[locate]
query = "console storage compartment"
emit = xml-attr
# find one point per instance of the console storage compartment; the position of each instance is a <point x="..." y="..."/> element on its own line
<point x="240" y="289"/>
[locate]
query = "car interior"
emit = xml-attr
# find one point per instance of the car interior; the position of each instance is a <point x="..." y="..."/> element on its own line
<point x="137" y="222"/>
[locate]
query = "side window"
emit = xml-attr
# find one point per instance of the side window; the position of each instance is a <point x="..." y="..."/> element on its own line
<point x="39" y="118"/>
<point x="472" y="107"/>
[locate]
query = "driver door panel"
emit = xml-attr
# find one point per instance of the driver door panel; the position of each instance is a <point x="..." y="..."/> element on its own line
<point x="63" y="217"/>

-- -- --

What is needed: Set down every line of the records above verbatim, from first to last.

Complete output:
[locate]
query = "console storage compartment"
emit = xml-attr
# find one point per instance of the console storage compartment; the position of each instance is a <point x="..." y="..."/> element on its own line
<point x="240" y="289"/>
[locate]
query = "car interior"
emit = xml-attr
# find one point per instance of the car interior; the position of each instance is a <point x="..." y="..."/> element on its own line
<point x="137" y="222"/>
[locate]
query = "side window"
emit = xml-attr
# find one point per instance of the side window; the position of each instance is a <point x="..." y="..."/> element on its own line
<point x="39" y="118"/>
<point x="472" y="107"/>
[locate]
query = "driver door panel"
emit = xml-attr
# find one point per instance of the driver door panel; the position of each instance is a <point x="..." y="..."/> element on its own line
<point x="63" y="217"/>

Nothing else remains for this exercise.